● **ACTIVITY**
Copy the passage on Tennessee's puppy mill law from "Not four. Not" up to and including "money than sense.".

● **PASSAGE TO READ**
_ _ _

More than 240 dogs were rescued from a puppy mill in Bradley County by the Society for the Prevention of Cruelty to Animals last week — mostly beagles and small-breed dogs. It was the largest rescue the SPCA has participated in since being formed in 2013. Most puppy mill seizures over the past few years number 100 to 125 animals.
But if the Tennessee General Assembly listens to animal breeder organizations like the Sportsman's & Animal Owners' Voting Alliance and the American Kennel Club, such rescues might have to become more common for more dogs.
The 5-year-old Tennessee law that regulates puppy mills -- the Commercial Breeder Act -- is set to "sunset" or expire on June 30. And those so-called pillars of animal breeding want the law to go away. Why? That's a very good question.
The law requires a license for any person who possesses 20 or more unspayed adult female dogs or cats for the purpose of selling the offspring as companion animals. Think about it: "20 or more breeding females for the purpose of selling the offspring."
Not four. Not 10. Not a dozen. We're not talking about interfering with a hobby breeder or a serious hunter or even just a dog lover with more heart and money than sense.
Twenty breeding females is a pet factory.
Imagine that kind of operation without some form of licensing and oversight.

_ _ _

● **INPUT DATA**
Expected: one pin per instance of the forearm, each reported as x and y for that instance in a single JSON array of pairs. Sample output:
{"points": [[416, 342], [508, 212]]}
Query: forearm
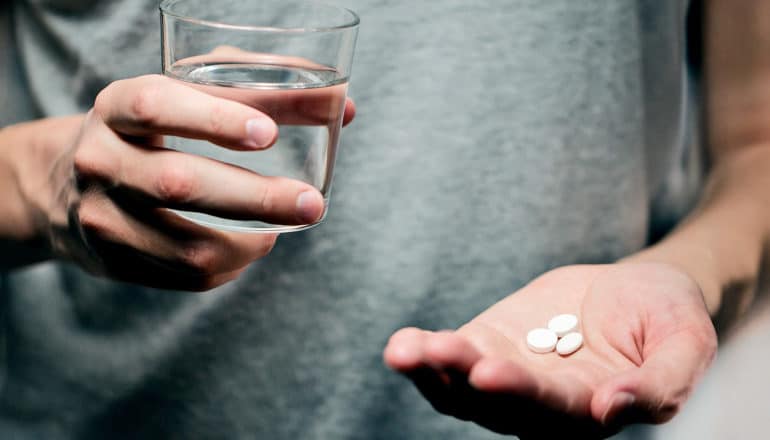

_ _ _

● **OUTPUT OF THE EXERCISE**
Not four. Not 10. Not a dozen. We're not talking about interfering with a hobby breeder or a serious hunter or even just a dog lover with more heart and money than sense.